[Instructions for the task]
From the line containing "Identify the ceiling" through the last line of the data, return those lines exactly as written and nothing more.

[Data shown]
----------------

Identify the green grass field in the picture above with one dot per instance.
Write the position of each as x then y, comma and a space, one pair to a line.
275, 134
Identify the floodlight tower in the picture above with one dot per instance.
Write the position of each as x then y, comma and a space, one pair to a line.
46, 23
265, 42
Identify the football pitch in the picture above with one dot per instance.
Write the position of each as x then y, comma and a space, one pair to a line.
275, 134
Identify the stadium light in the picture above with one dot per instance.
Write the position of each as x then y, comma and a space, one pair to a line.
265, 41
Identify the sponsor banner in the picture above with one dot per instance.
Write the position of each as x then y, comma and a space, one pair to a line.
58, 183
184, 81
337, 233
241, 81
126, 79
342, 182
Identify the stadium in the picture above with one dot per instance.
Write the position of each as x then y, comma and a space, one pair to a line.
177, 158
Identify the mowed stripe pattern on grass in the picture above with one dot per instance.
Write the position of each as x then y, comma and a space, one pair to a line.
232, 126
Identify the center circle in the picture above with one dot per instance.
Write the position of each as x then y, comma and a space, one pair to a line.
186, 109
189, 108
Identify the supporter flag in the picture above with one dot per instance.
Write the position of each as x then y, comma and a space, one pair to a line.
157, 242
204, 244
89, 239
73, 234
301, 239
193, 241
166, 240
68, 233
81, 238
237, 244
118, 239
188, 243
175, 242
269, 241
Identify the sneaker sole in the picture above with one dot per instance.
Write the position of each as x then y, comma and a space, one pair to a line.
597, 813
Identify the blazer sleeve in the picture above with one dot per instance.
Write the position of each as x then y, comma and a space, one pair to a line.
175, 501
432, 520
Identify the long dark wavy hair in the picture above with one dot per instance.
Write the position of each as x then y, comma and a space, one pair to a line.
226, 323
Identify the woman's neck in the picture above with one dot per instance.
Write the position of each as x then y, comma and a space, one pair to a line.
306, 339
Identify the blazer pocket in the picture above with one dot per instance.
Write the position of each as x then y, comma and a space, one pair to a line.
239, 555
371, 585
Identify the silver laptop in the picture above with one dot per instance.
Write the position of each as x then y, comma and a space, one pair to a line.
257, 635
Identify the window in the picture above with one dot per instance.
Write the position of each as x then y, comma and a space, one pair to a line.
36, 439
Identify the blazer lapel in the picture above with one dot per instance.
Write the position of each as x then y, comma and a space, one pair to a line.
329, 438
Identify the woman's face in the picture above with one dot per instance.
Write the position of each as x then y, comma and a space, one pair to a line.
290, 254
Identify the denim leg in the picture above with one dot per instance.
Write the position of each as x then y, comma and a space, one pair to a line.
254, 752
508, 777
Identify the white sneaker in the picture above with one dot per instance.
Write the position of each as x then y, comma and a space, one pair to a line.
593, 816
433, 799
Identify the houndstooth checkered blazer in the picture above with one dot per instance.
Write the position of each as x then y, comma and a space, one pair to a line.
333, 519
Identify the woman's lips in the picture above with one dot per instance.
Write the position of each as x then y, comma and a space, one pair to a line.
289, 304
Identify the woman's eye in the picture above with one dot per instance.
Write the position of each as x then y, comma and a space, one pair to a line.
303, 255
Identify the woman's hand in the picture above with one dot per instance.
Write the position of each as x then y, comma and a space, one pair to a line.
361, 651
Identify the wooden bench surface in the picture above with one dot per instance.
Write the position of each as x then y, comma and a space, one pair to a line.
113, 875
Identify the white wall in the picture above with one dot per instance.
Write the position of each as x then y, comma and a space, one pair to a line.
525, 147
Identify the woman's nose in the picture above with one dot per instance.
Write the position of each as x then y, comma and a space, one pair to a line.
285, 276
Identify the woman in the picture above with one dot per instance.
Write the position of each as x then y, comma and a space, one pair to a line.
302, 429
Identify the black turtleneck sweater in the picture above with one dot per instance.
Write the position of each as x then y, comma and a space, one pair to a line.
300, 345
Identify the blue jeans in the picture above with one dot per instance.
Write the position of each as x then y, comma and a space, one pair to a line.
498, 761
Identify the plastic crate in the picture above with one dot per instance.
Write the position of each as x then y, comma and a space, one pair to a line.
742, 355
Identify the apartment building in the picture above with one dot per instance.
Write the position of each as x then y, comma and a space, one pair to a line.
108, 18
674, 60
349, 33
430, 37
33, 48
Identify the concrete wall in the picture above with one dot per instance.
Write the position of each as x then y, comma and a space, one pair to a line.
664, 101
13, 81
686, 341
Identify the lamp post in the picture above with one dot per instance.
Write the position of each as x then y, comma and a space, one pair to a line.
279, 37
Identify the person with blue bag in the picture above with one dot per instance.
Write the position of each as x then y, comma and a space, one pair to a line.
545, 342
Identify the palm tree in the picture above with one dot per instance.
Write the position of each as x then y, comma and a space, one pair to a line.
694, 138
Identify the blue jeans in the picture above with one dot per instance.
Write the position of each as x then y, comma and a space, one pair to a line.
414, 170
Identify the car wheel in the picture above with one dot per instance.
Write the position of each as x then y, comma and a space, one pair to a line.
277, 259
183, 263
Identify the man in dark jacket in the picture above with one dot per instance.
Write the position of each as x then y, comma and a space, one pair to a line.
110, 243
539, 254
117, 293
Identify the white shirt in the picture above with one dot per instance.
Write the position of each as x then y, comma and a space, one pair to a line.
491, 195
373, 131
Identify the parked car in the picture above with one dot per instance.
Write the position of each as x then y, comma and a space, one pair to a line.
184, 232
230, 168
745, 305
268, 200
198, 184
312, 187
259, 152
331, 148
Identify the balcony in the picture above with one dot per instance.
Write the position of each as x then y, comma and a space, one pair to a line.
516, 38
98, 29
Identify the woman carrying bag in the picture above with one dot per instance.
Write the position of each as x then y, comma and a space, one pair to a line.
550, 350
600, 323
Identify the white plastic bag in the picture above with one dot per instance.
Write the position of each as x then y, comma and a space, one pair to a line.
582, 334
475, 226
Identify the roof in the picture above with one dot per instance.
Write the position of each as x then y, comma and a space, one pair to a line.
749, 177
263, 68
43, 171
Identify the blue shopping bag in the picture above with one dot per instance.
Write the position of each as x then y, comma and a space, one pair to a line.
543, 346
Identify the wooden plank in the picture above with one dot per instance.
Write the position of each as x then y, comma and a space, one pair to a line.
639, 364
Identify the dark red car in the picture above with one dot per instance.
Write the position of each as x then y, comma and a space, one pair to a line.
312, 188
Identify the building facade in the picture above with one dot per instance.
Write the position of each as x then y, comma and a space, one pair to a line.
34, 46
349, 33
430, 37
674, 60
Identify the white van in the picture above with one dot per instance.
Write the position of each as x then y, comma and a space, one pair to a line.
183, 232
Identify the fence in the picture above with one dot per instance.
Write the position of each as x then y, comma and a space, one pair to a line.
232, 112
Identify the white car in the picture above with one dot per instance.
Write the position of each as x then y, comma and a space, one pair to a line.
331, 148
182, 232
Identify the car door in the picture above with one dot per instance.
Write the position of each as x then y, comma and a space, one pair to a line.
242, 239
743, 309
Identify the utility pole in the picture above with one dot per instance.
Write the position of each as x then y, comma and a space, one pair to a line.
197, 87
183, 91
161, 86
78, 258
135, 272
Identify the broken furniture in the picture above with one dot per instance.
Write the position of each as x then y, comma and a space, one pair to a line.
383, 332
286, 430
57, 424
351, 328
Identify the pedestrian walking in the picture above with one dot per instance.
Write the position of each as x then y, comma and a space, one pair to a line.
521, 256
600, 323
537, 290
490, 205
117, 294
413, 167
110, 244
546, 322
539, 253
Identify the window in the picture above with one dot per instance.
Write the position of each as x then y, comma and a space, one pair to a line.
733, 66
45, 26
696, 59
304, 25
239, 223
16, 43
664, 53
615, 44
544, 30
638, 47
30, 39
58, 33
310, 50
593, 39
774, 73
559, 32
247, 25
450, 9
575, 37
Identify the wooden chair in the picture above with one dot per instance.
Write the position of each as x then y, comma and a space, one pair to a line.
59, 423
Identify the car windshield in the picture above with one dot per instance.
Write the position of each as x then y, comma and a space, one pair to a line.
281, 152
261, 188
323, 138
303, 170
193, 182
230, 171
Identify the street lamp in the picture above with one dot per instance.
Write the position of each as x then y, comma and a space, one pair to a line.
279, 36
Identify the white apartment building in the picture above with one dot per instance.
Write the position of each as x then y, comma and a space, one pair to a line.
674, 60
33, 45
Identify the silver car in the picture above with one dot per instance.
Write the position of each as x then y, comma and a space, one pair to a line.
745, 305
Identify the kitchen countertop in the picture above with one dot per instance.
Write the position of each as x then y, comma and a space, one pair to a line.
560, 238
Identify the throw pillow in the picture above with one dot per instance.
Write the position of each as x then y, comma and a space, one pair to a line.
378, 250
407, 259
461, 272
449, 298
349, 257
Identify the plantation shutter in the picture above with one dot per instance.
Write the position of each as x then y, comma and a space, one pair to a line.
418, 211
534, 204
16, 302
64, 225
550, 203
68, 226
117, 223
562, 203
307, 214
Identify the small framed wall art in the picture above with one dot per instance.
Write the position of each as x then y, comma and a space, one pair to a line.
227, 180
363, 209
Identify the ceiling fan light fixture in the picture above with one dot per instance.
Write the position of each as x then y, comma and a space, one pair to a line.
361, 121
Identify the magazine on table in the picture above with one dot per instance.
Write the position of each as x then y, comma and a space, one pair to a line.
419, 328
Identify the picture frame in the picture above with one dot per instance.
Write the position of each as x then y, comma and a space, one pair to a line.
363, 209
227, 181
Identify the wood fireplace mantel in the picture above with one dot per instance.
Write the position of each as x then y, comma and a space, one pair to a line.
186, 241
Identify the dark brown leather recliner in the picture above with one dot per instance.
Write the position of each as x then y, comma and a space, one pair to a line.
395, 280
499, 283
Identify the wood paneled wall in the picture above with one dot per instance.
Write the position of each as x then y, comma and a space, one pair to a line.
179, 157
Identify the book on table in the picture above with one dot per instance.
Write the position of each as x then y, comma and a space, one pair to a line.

----------------

[Solution to the exercise]
Identify the ceiling fan light fixture in the picture above with one dot per instance.
Write the position of each as x then y, comma and a space, one pair to a line.
361, 121
Identify the magazine on table in the picture above with one dot per instance.
Write the position of each as x then y, comma and a space, one pair to a line.
419, 328
Identify the picture frame in the picture above with one dot per instance.
Write the position of each as x then y, comma and a space, one pair to a line.
363, 209
227, 181
Identify the wood fireplace mantel in the picture above with one dot per instance.
Write the position of each as x then y, comma and a space, one pair to a line.
186, 241
Identify the dark brown leather recliner in the picture above with one dot per instance.
Write the position of each as x then y, comma and a space, one pair to a line.
395, 280
499, 283
Identify the wood paneled wall in the picture above with one dot per instance.
Write the position of each as x then y, comma and a space, one pair to a line.
179, 157
Identify the book on table in the picture above with one dot per instance.
Write the position of each as x then y, comma and a space, one pair to a line.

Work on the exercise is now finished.